Copy out the entries from the line containing "Where can the kitchen corner" through the end of the entries, both ends included, switching "gray area rug" to "woven area rug" and leaving everything else unchanged.

Dataset extract
········
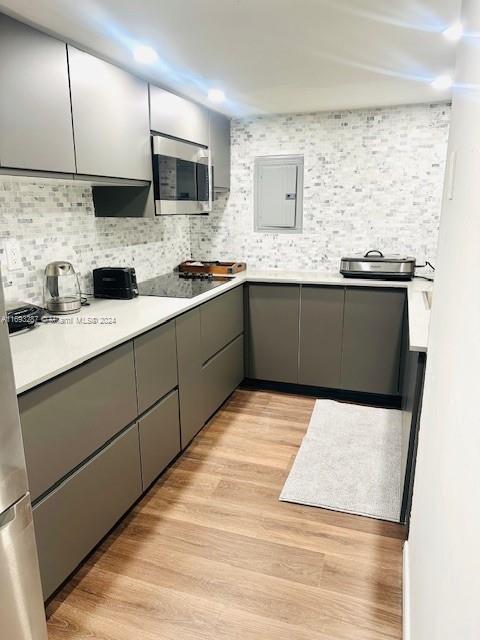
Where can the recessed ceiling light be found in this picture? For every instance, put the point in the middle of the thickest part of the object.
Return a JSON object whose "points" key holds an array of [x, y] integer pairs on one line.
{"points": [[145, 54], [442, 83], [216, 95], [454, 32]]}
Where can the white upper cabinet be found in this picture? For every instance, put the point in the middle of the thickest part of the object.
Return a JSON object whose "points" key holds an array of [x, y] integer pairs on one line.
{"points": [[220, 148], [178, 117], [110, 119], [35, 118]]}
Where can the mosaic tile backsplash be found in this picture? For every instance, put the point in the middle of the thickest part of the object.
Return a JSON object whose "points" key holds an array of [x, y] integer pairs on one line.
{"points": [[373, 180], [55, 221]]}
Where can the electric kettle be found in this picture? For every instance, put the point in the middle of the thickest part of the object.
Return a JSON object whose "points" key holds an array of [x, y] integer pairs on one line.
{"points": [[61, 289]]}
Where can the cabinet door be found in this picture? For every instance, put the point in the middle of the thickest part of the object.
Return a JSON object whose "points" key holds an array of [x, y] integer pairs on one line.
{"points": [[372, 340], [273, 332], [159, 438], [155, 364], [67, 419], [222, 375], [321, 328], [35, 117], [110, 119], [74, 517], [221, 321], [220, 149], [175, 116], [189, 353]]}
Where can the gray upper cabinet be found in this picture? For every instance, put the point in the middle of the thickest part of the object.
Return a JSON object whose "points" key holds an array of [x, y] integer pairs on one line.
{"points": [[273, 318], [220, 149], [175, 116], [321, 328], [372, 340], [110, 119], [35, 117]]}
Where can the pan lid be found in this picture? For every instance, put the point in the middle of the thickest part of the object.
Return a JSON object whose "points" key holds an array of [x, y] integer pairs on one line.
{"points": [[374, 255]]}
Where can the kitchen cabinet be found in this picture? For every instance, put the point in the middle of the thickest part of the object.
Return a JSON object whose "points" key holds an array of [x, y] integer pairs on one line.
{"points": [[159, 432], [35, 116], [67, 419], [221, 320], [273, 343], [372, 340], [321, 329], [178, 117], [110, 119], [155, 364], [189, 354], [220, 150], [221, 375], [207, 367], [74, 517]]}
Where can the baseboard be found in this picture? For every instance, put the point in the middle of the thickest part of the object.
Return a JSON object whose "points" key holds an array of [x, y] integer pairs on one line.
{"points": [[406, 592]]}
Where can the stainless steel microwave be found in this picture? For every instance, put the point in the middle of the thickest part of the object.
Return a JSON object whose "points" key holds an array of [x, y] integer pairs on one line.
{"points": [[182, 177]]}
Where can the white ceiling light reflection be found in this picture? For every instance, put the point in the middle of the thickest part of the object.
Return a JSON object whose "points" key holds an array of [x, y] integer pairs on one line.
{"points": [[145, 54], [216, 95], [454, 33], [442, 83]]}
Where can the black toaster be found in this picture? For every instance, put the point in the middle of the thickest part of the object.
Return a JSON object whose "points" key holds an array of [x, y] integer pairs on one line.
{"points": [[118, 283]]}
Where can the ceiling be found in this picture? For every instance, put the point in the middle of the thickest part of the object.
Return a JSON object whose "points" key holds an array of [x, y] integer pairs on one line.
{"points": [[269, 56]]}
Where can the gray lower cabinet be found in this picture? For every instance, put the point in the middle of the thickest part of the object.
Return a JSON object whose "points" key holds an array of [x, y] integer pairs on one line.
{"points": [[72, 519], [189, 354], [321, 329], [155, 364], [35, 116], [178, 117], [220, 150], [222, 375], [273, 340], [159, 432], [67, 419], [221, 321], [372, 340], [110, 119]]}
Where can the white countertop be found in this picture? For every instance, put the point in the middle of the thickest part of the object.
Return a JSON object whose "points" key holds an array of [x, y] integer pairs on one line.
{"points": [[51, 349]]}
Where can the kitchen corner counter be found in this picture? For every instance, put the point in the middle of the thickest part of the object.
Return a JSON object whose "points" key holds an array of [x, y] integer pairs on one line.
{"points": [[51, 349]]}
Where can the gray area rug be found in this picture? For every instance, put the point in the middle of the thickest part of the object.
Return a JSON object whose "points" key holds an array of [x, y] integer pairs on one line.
········
Task response
Where can the kitchen corner counter be found in this picture? For every instance, put the point in the middle of the thickest part of the object.
Return a JSON object whose "points" key holds an array of [x, y] integer pairs on one line.
{"points": [[51, 349]]}
Where can the woven area rug be found in this picture? For every instance, put the point in the middle of the thickest part of the object.
Return a JSON object whose "points" key holds an array of [x, y] integer pairs on one line.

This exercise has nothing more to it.